Input data:
= = =

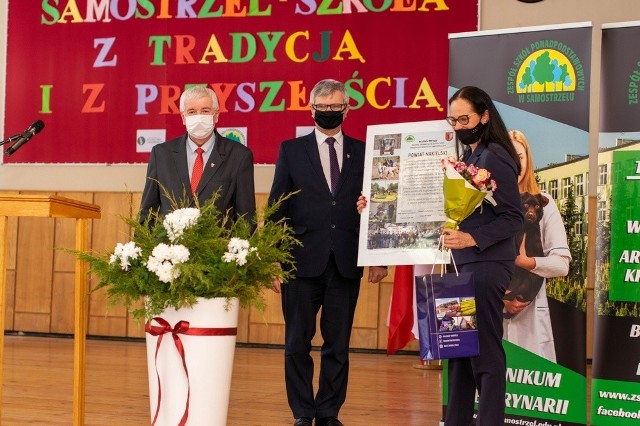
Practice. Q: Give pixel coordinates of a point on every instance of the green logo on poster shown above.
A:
(546, 71)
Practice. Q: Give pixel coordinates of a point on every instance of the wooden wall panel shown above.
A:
(106, 320)
(34, 273)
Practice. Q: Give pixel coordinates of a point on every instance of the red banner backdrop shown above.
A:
(98, 72)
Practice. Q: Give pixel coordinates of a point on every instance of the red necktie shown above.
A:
(334, 167)
(196, 173)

= = =

What you are asked to do: Quote every record above exactly, leaving out any pictures.

Output below:
Practice. Q: Give pixel coordinates of a point on every instance of the green logo on poster shown above.
A:
(546, 71)
Practice. Q: Give pixel coordinates of a point on every instance of the wooden wall panel shown above.
A:
(106, 320)
(34, 273)
Practice. Q: Give pixel coordinates of a point on every instance of the red banner backdrop shown above.
A:
(98, 72)
Practice. Q: Give pixel coordinates of a point on every instance of the red necktie shown above.
A:
(334, 167)
(196, 173)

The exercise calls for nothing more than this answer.